> [GOAL]: Please gather each line below that contains the string "flagpole". Case counts, so include only lines where the letters match in case.

> [Stored dataset items]:
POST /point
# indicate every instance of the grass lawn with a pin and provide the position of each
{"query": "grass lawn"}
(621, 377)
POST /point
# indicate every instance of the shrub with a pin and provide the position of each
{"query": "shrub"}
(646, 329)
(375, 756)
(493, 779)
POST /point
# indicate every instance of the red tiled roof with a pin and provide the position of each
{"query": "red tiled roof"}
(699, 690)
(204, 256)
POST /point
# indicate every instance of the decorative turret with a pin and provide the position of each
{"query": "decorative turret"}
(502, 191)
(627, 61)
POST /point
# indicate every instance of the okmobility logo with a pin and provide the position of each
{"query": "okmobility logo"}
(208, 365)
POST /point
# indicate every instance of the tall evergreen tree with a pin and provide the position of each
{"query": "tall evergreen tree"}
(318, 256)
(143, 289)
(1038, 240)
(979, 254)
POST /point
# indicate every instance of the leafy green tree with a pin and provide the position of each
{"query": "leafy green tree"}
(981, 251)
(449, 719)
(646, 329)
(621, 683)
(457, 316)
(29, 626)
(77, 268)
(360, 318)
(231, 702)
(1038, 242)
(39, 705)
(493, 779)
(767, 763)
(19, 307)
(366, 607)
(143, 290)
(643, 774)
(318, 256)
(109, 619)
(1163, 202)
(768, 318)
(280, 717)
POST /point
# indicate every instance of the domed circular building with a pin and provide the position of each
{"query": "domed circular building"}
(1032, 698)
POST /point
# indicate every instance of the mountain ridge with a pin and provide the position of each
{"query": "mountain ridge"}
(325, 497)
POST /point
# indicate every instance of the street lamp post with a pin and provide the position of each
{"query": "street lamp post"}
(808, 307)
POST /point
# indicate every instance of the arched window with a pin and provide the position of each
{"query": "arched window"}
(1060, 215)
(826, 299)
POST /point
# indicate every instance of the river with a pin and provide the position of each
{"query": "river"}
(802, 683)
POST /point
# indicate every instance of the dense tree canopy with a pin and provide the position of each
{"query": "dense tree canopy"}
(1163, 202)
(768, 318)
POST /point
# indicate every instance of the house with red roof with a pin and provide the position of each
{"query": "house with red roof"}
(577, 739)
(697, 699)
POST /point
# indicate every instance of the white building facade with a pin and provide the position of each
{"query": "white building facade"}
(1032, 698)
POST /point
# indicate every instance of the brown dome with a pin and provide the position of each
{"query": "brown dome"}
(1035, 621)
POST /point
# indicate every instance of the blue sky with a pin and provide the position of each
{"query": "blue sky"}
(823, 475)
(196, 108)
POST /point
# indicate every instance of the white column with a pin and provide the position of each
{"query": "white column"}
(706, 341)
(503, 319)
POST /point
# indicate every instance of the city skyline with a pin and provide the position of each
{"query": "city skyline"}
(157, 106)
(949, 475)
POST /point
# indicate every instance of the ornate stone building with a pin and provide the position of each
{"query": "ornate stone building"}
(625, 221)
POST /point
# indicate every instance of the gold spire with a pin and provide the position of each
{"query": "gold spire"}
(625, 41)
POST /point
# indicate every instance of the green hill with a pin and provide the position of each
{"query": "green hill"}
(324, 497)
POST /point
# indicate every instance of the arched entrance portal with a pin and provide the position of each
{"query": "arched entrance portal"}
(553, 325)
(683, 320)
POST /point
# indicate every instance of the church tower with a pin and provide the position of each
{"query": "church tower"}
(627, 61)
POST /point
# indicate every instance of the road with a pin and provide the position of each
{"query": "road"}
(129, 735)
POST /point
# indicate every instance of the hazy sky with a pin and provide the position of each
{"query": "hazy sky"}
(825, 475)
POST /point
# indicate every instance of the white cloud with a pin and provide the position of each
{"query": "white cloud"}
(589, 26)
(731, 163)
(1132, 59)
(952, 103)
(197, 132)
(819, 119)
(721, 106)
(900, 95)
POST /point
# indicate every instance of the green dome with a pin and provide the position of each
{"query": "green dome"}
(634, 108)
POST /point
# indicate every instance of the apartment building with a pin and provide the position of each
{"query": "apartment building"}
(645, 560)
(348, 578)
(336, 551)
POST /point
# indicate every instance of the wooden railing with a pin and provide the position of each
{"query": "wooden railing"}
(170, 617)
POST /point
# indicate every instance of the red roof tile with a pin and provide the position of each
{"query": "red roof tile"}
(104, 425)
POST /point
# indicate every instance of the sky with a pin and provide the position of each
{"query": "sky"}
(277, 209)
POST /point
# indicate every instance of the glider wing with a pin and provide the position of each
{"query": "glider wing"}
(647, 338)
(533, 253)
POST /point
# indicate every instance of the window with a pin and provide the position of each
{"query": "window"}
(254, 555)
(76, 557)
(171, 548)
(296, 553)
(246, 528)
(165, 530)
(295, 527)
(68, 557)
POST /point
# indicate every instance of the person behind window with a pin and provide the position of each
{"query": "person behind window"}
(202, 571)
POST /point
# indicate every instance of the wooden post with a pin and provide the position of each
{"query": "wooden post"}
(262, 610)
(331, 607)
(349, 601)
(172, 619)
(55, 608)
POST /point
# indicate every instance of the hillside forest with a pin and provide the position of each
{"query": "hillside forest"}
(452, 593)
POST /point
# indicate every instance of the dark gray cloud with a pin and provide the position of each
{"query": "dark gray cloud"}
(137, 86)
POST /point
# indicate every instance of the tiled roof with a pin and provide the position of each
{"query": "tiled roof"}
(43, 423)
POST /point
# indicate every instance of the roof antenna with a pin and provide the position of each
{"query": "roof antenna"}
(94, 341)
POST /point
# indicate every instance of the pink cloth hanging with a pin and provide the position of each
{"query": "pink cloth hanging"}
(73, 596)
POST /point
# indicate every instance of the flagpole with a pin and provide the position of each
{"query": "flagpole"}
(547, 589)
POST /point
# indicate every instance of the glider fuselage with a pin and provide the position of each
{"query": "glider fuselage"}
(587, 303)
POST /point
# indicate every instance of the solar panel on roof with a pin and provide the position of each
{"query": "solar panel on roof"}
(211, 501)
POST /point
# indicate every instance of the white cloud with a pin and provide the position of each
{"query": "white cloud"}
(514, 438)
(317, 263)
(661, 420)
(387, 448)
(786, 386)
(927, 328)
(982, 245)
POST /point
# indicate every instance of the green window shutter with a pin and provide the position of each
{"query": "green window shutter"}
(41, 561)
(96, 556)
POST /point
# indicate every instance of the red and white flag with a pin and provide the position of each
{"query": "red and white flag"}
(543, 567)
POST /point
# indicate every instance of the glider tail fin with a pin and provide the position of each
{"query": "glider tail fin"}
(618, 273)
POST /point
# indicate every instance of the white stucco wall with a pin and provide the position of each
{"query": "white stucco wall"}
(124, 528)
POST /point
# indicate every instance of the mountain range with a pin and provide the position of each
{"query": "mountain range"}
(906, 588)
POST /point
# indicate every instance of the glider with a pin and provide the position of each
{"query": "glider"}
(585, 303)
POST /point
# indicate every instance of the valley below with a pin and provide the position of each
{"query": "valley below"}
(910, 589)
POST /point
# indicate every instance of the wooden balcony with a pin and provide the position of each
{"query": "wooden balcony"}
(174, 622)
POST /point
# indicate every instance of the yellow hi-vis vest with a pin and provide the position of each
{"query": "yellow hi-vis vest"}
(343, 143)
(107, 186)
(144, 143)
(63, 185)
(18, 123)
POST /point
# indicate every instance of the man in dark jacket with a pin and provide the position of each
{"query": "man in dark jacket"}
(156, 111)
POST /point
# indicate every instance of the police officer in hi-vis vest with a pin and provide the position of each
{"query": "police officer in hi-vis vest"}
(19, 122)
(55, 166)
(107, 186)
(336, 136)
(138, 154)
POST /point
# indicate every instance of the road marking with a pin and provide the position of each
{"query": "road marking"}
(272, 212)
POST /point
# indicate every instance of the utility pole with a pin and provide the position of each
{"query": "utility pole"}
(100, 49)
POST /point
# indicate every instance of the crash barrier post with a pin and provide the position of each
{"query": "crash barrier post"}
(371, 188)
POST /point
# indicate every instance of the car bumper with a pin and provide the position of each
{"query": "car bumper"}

> [FINAL RESULT]:
# indicate every instance of the flagpole with a pin and provide the position of each
{"query": "flagpole"}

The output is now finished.